= Stated problem 1 =
List every person other than Francis Gilfillan who is named in the biography of Francis Gilfillan.
= Stated problem 2 =
According to the biography of Francis Gilfillan, who ordained him, and on what date?

= Selection =
- See: Diocese of St. Joseph
- In office: March 17, 1923 January 13, 1933
- Predecessor: Maurice Francis Burke
- Successor: Charles Hubert Le Blond

Orders
- Ordination: June 24, 1895 by John Joseph Kain
- Consecration: November 8, 1922 by John J. Glennon

Personal details
- Born: February 16, 1872 Aughavas, County Leitrim, Ireland
- Died: January 13, 1933 (aged 60) St. Joseph, Missouri, US
- Denomination: Roman Catholic
- Education: theology at St. Patrick's College Catholic University of America
- Motto: In consilio sanctorum (In the counsel of the saints)

= Francis Gilfillan =

Irish-born prelate

Francis Gilfillan DD (February 16, 1872 - January 13, 1933) was an Irish-born prelate of the Roman Catholic Church. He served as coadjutor bishop and bishop of the Diocese of St. Joseph in Missouri from 1922 until his death in 1933.

==Biography==

=== Early life ===
Francis Gilfillan was born on February 16, 1872, in Aughavas, County Leitrim in Ireland. He received his classical education at St. Mary's Seminary in Moyne, County Longford, from 1886 to 1889. From 1889 to 1894, he studied philosophy and theology at St. Patrick's College in Carlow, Ireland. Gilfillan immigrated to the United States to enter the Catholic University of America in Washington, D.C., where he received a Doctor of Divinity degree.

= Entries supplied =
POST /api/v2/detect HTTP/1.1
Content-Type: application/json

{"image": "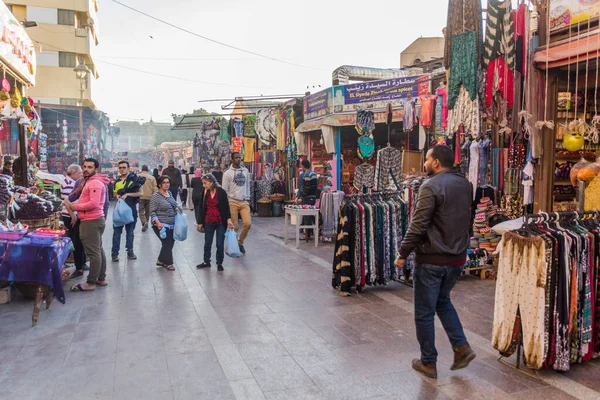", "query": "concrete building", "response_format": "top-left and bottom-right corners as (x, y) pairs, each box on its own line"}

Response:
(111, 119), (172, 151)
(400, 37), (444, 68)
(4, 0), (98, 109)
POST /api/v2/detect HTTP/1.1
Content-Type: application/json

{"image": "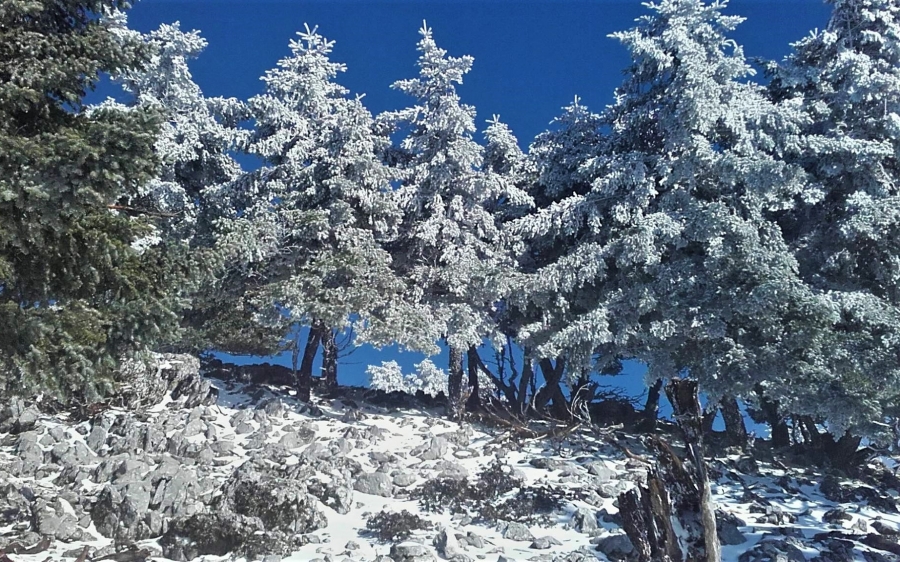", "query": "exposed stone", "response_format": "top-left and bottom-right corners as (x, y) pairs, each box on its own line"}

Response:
(500, 521), (534, 541)
(597, 533), (634, 560)
(572, 507), (599, 535)
(353, 472), (394, 498)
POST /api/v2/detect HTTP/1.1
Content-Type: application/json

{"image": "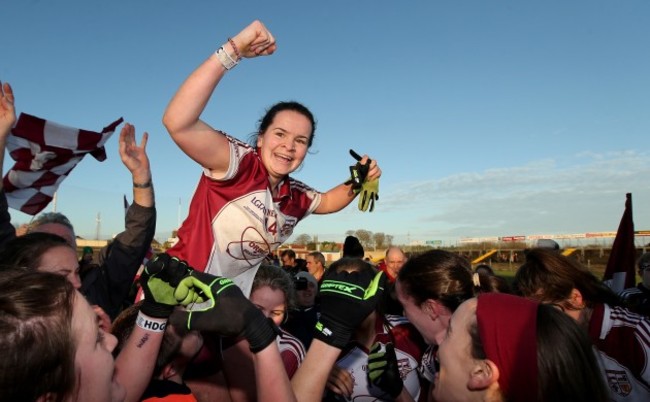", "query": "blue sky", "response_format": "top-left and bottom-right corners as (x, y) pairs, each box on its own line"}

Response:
(0, 0), (650, 244)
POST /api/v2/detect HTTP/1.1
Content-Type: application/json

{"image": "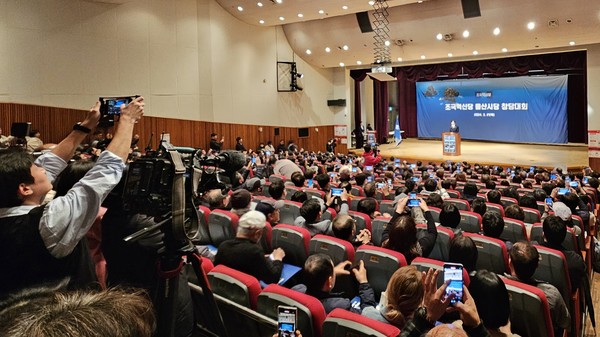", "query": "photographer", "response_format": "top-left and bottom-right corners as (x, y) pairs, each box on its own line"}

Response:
(0, 97), (144, 298)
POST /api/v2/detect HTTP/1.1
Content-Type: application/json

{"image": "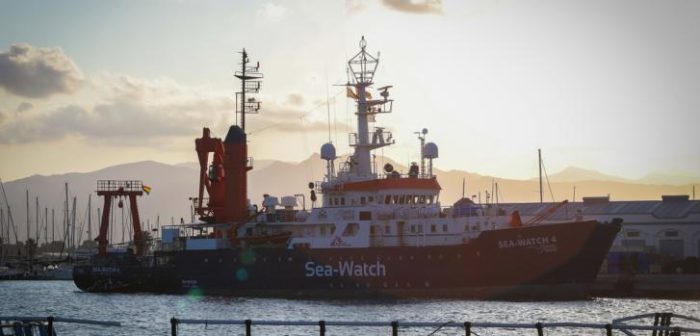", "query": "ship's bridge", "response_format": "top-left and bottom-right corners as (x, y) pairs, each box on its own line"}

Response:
(321, 175), (441, 207)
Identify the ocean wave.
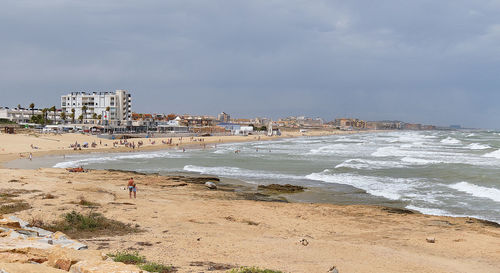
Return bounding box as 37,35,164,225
309,144,359,155
183,165,304,179
53,152,182,168
306,170,418,200
483,150,500,159
401,156,445,165
371,146,409,157
441,137,462,145
467,143,491,150
335,158,405,170
449,182,500,202
406,205,450,216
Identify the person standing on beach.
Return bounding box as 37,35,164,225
128,177,137,198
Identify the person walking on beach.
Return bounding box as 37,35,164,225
128,177,137,198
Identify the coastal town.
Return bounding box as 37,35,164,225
0,90,454,136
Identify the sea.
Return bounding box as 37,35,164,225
17,131,500,223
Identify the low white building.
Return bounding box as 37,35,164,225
61,90,132,126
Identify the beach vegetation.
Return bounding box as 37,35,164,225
0,190,31,212
228,267,283,273
108,251,175,273
108,251,146,265
139,262,175,273
32,211,141,239
30,102,35,116
42,193,56,199
0,201,31,214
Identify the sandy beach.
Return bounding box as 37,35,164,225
0,132,500,273
0,130,360,166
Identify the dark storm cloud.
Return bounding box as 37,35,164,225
0,0,500,128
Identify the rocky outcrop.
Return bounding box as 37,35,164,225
0,216,145,273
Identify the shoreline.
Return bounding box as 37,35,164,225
0,130,376,168
0,168,500,273
0,130,500,224
0,129,500,273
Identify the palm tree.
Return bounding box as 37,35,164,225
30,102,35,116
61,112,66,123
49,106,56,124
82,105,89,123
42,108,49,124
70,108,75,124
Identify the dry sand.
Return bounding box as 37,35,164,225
0,131,500,273
0,169,500,273
0,130,360,164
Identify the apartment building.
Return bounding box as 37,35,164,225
61,90,132,126
0,107,61,124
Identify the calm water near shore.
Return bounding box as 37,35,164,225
10,131,500,222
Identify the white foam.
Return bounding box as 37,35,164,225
406,205,449,216
306,170,417,200
372,146,408,157
335,158,405,170
449,182,500,202
53,152,178,168
401,156,444,165
183,165,304,179
483,150,500,159
309,144,361,155
441,137,462,145
467,143,491,150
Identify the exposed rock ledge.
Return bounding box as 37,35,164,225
0,216,145,273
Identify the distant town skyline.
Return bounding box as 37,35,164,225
0,0,500,129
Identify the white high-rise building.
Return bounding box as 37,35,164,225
61,90,132,125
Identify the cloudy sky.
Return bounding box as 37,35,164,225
0,0,500,128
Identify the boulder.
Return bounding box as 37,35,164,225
0,219,21,228
0,263,66,273
47,246,103,271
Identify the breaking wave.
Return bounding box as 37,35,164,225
449,182,500,202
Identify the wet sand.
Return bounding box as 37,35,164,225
0,169,500,273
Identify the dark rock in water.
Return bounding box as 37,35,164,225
234,192,288,203
169,176,220,185
382,207,415,214
257,184,306,193
205,182,217,190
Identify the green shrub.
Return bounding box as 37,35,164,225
139,262,174,273
38,211,140,239
228,267,283,273
108,251,146,264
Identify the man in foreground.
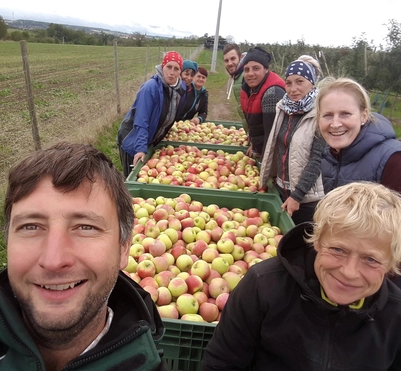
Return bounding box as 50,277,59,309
203,183,401,371
0,143,163,371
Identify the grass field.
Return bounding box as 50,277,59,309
0,42,401,268
0,42,239,268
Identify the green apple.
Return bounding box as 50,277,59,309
175,254,194,272
157,304,180,319
211,256,230,275
176,293,199,316
167,277,188,298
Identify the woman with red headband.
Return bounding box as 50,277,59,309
117,51,186,177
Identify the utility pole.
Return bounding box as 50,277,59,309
210,0,223,72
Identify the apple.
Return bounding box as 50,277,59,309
176,293,199,316
217,237,234,253
156,232,173,254
153,256,169,273
170,245,187,261
190,259,210,280
149,239,167,257
182,227,196,243
185,274,203,294
216,292,230,311
202,247,219,263
221,271,241,292
253,233,267,246
192,240,208,257
193,292,208,306
175,254,194,272
136,259,156,279
265,245,277,256
155,268,175,287
124,255,138,273
164,227,181,244
209,277,230,299
260,227,276,238
205,270,222,284
246,224,259,239
235,235,256,253
156,286,173,306
132,234,146,245
142,237,155,252
199,302,219,322
193,216,206,229
181,313,205,322
129,243,145,259
152,208,169,222
211,256,230,275
166,215,182,231
167,277,188,298
181,216,195,229
211,226,224,242
157,304,180,319
135,207,149,219
252,242,267,254
161,251,175,265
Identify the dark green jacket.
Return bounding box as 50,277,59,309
0,270,167,371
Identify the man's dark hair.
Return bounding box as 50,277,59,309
4,142,134,245
223,43,241,59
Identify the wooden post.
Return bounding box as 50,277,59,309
20,40,41,150
113,39,121,114
143,45,149,81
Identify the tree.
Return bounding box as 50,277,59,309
0,15,8,39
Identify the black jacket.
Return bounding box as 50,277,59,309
0,270,167,371
203,224,401,371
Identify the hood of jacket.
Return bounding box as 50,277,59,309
277,222,390,320
323,113,395,165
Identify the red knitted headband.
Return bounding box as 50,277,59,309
162,52,182,70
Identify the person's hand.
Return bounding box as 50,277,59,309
281,197,299,216
132,152,145,166
191,117,200,125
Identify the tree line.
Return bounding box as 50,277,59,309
0,16,401,110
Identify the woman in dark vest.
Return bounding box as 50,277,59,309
240,47,285,158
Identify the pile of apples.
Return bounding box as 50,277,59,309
163,120,249,146
124,193,282,322
137,144,264,192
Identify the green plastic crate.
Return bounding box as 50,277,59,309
125,142,253,188
157,318,216,371
125,183,294,237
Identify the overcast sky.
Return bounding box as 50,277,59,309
0,0,401,46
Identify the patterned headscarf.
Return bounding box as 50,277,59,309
285,61,317,85
162,51,183,70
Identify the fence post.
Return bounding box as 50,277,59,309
143,45,149,81
113,39,121,114
20,40,41,150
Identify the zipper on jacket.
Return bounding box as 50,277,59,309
0,313,43,371
61,321,150,371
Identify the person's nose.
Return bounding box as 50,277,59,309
340,256,360,279
39,228,74,271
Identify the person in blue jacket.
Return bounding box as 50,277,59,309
117,51,186,177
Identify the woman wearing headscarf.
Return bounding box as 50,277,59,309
240,47,285,158
117,51,186,176
260,56,326,224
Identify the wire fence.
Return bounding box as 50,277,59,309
0,41,203,184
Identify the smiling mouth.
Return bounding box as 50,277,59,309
39,281,84,291
330,131,346,137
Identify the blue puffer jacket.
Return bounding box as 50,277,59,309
321,113,401,193
117,72,186,157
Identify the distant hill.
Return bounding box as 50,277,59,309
5,19,127,36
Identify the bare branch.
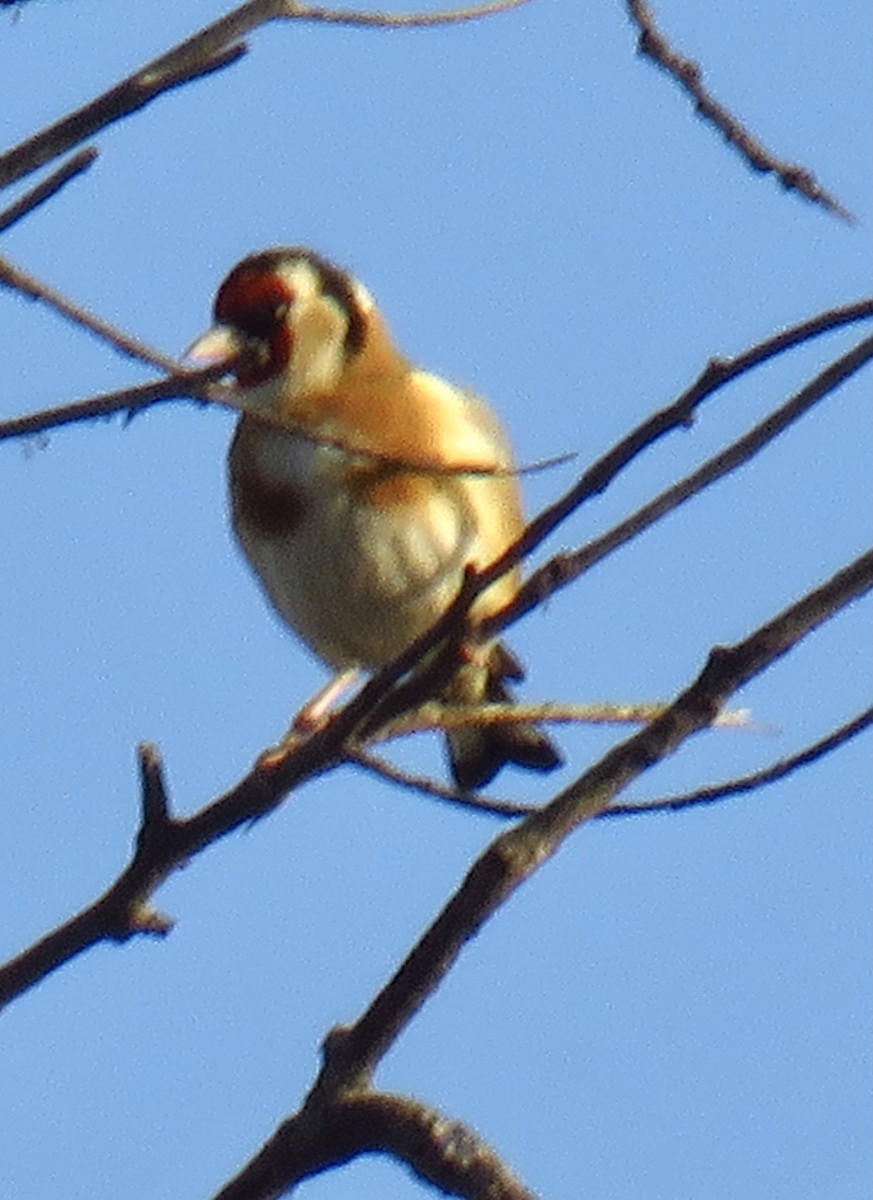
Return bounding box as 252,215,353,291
484,337,873,636
0,146,97,233
318,553,873,1078
344,746,535,817
215,1087,536,1200
627,0,855,222
202,553,873,1200
0,257,181,374
372,700,749,743
0,367,230,442
0,0,528,188
0,316,873,1004
344,328,873,740
601,708,873,820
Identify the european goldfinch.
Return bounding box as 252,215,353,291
188,247,561,791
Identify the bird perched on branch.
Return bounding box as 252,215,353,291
188,247,561,790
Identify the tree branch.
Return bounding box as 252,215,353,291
0,0,528,188
206,552,873,1200
627,0,855,222
0,146,97,233
601,708,873,820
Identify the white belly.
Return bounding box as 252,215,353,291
235,431,476,668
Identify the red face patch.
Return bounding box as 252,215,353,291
215,270,294,388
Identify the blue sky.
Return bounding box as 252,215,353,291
0,0,873,1200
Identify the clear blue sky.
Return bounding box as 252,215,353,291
0,0,873,1200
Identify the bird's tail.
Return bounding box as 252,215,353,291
445,643,564,792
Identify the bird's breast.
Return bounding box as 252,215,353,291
230,418,514,668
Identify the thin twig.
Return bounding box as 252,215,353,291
627,0,855,222
0,0,528,188
0,146,98,233
372,700,751,743
0,257,181,374
601,708,873,820
486,337,873,636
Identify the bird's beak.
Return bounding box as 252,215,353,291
185,325,245,370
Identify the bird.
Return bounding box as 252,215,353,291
187,246,562,792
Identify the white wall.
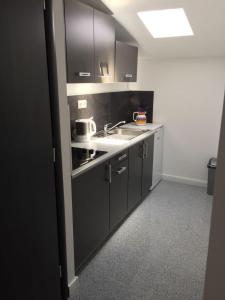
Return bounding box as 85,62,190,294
130,58,225,185
67,83,129,96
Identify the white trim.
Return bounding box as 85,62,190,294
68,276,78,299
162,174,207,187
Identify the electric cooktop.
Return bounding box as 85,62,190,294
72,147,107,170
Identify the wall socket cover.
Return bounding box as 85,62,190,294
78,99,87,109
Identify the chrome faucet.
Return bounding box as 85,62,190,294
104,121,126,133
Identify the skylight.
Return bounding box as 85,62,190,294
138,8,194,38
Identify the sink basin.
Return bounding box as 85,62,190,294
94,128,148,141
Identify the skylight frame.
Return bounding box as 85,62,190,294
137,8,194,39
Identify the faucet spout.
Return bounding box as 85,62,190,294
104,121,126,133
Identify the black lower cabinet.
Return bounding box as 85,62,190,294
110,154,128,230
72,162,109,272
128,142,143,211
142,135,154,198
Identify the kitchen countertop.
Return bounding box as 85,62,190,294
71,123,163,178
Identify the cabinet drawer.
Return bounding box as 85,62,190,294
111,150,128,166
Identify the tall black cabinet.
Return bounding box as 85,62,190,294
0,0,61,300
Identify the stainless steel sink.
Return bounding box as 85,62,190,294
94,128,148,141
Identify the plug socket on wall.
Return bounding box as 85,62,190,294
78,99,87,109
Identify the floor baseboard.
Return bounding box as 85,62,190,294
162,174,207,187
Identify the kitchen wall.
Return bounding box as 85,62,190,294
130,58,225,185
68,91,154,132
67,83,129,96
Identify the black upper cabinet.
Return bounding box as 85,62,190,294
65,0,115,83
128,142,143,211
65,0,94,83
115,41,138,82
142,135,154,198
94,10,115,83
72,162,109,271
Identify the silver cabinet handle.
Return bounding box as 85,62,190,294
118,153,127,161
78,72,91,77
109,164,112,183
145,143,148,158
142,142,146,159
116,167,127,175
125,74,133,78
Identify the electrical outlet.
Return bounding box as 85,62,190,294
78,99,87,109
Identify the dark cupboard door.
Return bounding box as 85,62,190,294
65,0,94,83
0,0,61,300
115,41,138,82
94,10,115,83
142,135,154,198
128,142,143,211
110,159,128,230
72,163,109,271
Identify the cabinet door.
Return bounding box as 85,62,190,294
94,10,115,83
142,135,154,198
110,159,128,230
0,0,61,300
115,41,138,82
128,142,143,211
65,0,94,83
152,128,163,188
72,163,109,271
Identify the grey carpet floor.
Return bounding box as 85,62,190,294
71,181,212,300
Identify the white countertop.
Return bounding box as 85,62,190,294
71,123,163,178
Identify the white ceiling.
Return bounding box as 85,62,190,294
102,0,225,59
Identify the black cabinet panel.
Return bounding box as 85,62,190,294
0,0,61,300
142,135,154,198
72,163,109,270
65,0,94,83
115,41,138,82
128,142,143,211
110,158,128,230
94,10,115,83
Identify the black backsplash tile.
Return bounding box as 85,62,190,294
68,91,154,135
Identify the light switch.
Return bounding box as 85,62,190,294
78,99,87,109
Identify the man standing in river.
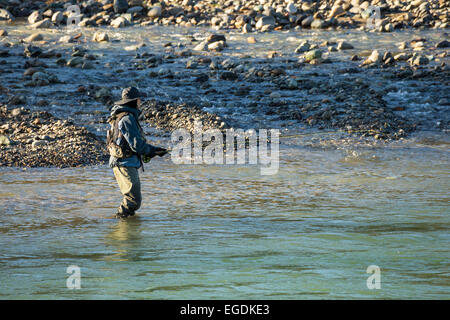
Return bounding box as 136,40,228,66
107,87,168,219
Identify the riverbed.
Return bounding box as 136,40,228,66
0,26,450,299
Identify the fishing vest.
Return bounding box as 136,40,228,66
106,112,135,159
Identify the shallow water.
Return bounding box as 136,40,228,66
0,131,450,299
0,21,450,299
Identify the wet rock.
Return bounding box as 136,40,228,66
23,45,42,58
23,33,44,43
67,57,84,67
30,18,53,29
247,37,256,44
328,5,345,18
95,88,113,101
362,50,383,66
0,134,11,146
305,49,322,62
436,40,450,48
31,140,48,149
147,6,162,18
111,17,129,28
31,72,50,86
113,0,128,13
0,8,14,21
256,16,276,30
92,32,109,42
295,41,311,53
208,41,225,51
311,19,325,29
52,11,64,24
220,71,238,81
337,41,354,51
127,6,144,14
411,56,429,66
286,2,298,14
58,35,75,43
193,41,208,51
28,10,43,24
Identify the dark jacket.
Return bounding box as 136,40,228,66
109,105,156,168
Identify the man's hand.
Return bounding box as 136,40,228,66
155,147,169,157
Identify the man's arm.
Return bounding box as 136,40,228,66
119,115,160,157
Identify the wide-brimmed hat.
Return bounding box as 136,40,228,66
114,87,141,105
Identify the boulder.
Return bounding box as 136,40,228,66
92,31,109,42
256,16,276,30
23,33,44,43
28,10,43,24
0,135,11,146
0,8,14,21
337,41,354,51
147,6,162,18
113,0,128,13
305,49,322,62
111,17,129,28
31,18,53,29
52,11,64,24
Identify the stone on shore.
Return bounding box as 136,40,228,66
111,17,129,28
52,11,64,24
305,49,322,62
0,8,14,21
30,18,53,29
113,0,128,13
23,33,44,43
0,135,11,146
147,6,162,18
92,31,109,42
28,10,43,24
337,41,354,51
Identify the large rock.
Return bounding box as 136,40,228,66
0,8,14,21
305,49,322,62
28,10,43,24
0,135,11,146
52,11,64,24
311,19,325,29
295,41,311,53
31,71,50,86
362,50,383,66
286,2,298,14
114,0,128,13
436,40,450,48
147,6,162,18
337,41,354,51
111,17,129,28
92,31,109,42
31,18,53,29
256,16,276,30
23,33,44,43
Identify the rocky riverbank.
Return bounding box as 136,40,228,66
0,1,450,166
0,0,449,32
0,106,108,167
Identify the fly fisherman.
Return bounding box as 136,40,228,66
107,87,168,219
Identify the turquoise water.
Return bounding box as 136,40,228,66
0,137,450,299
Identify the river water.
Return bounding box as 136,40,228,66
0,129,450,299
0,23,450,299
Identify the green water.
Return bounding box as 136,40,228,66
0,137,450,299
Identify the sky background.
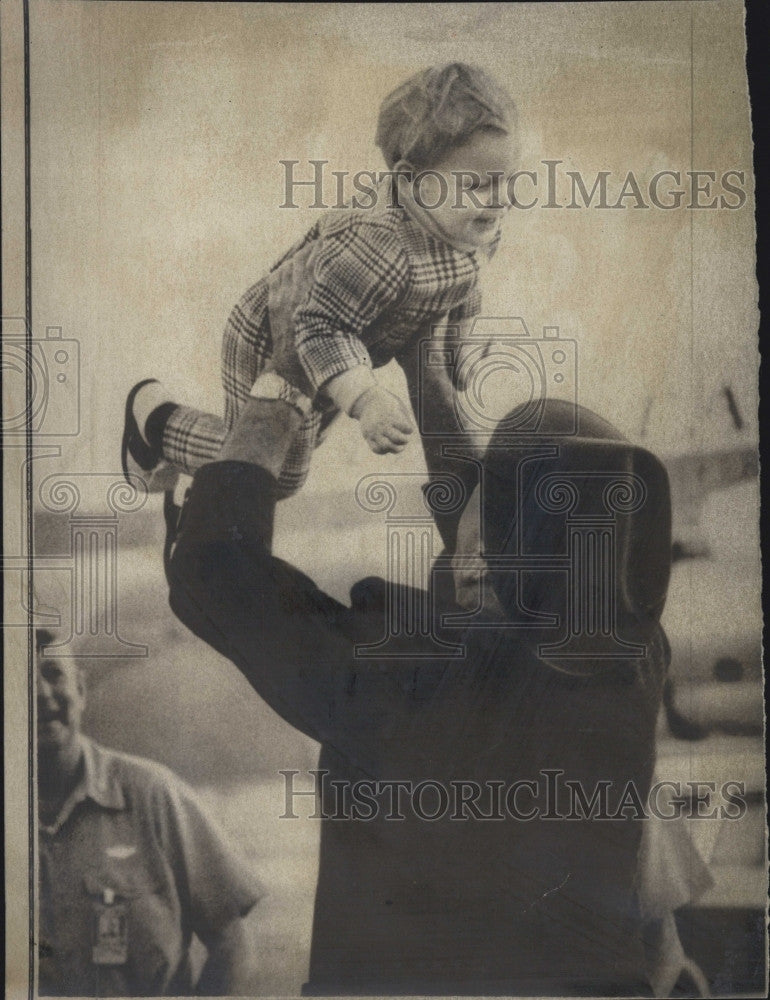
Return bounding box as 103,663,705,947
31,0,757,472
16,0,759,781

= Written response 1 =
Maurice Francis Burke, Charles Hubert Le Blond, John Joseph Kain, John J. Glennon

= Written response 2 =
John Joseph Kain ordained him on June 24, 1895.